-- Instruction --
Format the part of the material below that opens with the line containing "Where can the smiling" and closes with the line containing "<point>255,364</point>" as a Markdown table. Use two columns, Row and Line, giving each line a number and leaving out any blank lines.

-- Information supplied --
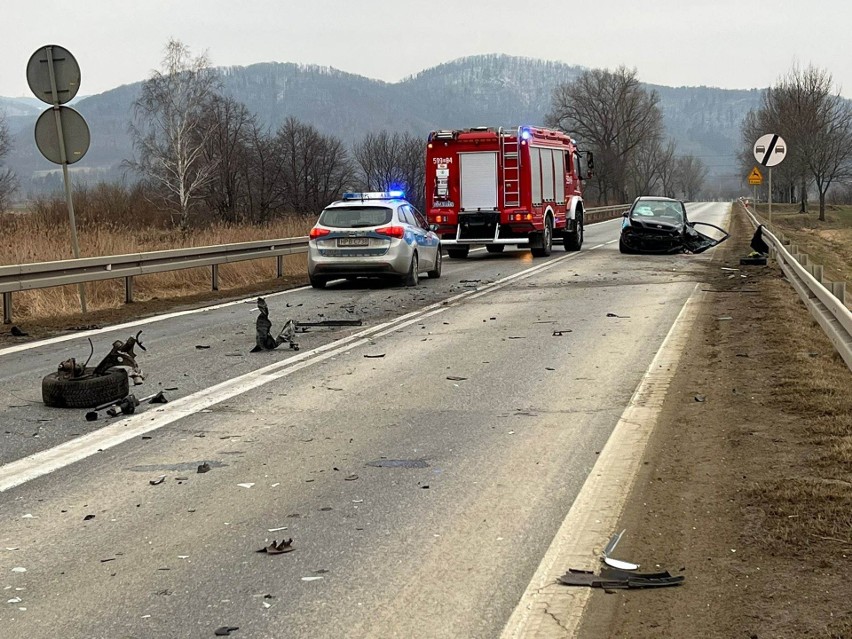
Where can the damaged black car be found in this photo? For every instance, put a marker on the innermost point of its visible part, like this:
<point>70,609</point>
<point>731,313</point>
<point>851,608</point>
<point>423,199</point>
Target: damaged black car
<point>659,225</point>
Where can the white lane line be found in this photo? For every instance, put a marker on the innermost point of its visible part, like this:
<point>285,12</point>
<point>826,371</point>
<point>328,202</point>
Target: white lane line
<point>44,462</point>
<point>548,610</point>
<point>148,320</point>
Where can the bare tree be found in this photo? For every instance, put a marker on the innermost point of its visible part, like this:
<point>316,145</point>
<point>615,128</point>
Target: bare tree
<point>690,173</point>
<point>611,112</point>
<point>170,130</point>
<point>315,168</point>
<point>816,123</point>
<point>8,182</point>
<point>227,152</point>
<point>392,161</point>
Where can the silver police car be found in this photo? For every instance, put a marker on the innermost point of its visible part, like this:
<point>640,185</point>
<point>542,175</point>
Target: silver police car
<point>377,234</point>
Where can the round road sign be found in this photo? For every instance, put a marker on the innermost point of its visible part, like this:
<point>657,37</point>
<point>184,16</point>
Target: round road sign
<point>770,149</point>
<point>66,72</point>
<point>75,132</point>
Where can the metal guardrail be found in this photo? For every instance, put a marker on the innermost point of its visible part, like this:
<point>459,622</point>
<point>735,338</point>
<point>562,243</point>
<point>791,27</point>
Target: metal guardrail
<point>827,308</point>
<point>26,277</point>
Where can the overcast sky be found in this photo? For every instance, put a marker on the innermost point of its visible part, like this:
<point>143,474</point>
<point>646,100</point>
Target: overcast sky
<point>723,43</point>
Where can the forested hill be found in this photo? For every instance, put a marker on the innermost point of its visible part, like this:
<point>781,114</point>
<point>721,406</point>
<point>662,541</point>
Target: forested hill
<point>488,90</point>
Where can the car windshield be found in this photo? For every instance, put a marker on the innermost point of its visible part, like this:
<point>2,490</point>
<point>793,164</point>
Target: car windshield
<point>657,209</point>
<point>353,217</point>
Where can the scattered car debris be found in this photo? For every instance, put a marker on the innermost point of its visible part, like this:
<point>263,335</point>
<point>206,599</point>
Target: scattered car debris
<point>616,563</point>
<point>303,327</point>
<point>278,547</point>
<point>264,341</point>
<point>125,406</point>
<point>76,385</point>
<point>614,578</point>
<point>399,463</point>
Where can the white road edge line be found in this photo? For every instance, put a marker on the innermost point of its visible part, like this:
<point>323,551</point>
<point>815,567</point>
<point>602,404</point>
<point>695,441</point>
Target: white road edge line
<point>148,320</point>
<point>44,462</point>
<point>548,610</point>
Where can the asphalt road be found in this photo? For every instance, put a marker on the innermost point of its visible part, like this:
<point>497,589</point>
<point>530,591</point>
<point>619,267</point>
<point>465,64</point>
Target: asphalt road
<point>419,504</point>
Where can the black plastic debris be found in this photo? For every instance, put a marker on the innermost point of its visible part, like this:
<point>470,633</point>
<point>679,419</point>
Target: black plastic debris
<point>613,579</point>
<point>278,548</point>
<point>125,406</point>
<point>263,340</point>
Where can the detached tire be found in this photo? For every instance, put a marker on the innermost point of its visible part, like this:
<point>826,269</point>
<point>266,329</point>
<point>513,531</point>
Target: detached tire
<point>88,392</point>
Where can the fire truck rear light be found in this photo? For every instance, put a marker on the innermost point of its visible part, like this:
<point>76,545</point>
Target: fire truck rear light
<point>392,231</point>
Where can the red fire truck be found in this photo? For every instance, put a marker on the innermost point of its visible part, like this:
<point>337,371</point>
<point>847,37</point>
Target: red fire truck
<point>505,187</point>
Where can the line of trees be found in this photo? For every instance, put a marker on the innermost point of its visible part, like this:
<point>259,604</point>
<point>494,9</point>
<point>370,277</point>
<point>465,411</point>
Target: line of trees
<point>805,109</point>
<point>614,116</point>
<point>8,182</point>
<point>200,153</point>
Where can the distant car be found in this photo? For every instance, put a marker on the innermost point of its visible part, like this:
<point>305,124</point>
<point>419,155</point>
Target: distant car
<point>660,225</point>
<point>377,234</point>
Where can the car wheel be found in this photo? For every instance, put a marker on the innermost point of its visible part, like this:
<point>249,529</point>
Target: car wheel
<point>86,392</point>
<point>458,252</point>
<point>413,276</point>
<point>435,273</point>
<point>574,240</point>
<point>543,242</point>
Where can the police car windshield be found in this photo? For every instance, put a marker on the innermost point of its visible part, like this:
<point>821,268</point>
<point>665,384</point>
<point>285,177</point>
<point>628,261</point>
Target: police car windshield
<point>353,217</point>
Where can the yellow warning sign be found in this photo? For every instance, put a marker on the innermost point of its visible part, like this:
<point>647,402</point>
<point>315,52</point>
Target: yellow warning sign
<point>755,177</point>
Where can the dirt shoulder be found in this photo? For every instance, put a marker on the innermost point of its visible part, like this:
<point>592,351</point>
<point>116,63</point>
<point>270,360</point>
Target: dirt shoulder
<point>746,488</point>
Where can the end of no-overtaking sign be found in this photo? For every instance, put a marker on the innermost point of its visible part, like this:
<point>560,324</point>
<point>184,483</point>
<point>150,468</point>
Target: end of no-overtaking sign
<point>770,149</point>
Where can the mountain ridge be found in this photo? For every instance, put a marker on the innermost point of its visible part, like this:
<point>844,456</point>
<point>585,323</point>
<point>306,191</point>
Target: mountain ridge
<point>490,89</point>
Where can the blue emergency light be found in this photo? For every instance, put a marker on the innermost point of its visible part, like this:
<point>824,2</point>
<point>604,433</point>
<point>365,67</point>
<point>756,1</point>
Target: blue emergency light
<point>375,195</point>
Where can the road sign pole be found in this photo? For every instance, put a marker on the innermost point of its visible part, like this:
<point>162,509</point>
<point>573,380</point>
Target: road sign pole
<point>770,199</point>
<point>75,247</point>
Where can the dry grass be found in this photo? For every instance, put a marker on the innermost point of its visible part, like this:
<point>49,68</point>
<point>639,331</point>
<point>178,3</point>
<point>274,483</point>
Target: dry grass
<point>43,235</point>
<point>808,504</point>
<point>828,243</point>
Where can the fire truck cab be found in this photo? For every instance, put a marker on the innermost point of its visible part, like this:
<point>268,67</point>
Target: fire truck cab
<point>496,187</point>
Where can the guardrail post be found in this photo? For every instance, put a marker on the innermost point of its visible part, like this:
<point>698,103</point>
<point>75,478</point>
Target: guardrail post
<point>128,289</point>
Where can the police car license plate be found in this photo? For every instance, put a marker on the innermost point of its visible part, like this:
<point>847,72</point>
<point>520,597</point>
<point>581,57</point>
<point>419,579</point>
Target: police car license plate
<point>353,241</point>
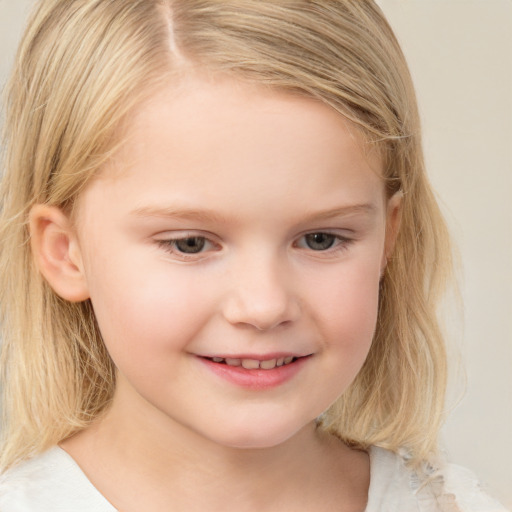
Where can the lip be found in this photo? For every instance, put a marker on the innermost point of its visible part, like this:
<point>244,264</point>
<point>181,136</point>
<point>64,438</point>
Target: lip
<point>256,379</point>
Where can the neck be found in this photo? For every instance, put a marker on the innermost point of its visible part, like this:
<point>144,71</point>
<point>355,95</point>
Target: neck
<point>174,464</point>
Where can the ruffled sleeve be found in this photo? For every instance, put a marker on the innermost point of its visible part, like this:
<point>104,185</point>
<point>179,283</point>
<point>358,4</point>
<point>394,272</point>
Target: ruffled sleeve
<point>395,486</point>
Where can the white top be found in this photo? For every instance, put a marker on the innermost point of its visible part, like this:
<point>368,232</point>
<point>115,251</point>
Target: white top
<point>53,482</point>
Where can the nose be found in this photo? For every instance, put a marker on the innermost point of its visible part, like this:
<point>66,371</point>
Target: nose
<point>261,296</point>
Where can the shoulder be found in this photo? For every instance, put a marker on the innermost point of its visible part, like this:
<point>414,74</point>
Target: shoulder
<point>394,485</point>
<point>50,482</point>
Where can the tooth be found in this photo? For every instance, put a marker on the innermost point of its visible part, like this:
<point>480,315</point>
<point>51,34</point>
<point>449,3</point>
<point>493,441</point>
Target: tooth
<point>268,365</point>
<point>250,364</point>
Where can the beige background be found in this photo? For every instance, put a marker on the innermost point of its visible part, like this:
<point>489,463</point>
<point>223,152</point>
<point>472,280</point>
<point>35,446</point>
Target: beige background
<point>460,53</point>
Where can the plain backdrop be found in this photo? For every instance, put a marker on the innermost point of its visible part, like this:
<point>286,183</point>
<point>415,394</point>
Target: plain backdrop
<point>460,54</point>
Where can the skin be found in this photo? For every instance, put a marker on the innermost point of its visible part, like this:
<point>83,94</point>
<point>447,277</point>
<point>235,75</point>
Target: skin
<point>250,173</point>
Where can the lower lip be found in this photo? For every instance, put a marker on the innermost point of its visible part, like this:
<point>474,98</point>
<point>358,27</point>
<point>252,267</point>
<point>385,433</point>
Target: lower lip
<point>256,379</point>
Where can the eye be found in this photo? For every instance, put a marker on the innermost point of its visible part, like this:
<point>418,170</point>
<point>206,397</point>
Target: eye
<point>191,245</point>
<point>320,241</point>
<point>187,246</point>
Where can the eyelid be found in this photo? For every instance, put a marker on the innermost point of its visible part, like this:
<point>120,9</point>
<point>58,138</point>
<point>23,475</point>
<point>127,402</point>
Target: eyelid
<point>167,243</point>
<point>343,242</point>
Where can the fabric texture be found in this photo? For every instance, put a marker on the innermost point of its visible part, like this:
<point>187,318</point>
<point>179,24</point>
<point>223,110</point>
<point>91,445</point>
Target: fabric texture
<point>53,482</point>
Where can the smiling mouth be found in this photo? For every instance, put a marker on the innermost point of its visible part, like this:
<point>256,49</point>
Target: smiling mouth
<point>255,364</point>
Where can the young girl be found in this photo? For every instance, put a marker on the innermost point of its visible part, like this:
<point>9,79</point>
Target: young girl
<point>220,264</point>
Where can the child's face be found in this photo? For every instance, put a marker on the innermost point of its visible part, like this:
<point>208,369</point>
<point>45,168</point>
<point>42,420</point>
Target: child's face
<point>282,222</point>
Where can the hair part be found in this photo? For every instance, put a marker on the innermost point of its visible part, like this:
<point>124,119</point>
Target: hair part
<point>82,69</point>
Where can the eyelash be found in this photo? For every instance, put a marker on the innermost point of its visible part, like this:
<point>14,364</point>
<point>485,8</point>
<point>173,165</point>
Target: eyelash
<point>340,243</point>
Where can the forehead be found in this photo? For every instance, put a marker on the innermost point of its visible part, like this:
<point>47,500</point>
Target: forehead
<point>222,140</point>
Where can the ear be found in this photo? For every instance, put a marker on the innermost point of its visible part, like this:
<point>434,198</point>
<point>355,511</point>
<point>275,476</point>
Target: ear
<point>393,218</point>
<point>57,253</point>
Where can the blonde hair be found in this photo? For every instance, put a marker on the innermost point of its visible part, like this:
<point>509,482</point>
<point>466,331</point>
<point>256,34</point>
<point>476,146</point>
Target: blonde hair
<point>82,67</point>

-- Task result --
| Row | Line |
|---|---|
| 1 | Where can the smiling mouth be found in this photo? For every instance, put a marker on the innermost point of its visible part, like this: |
| 2 | <point>256,49</point> |
| 3 | Target: smiling mouth |
| 4 | <point>255,364</point> |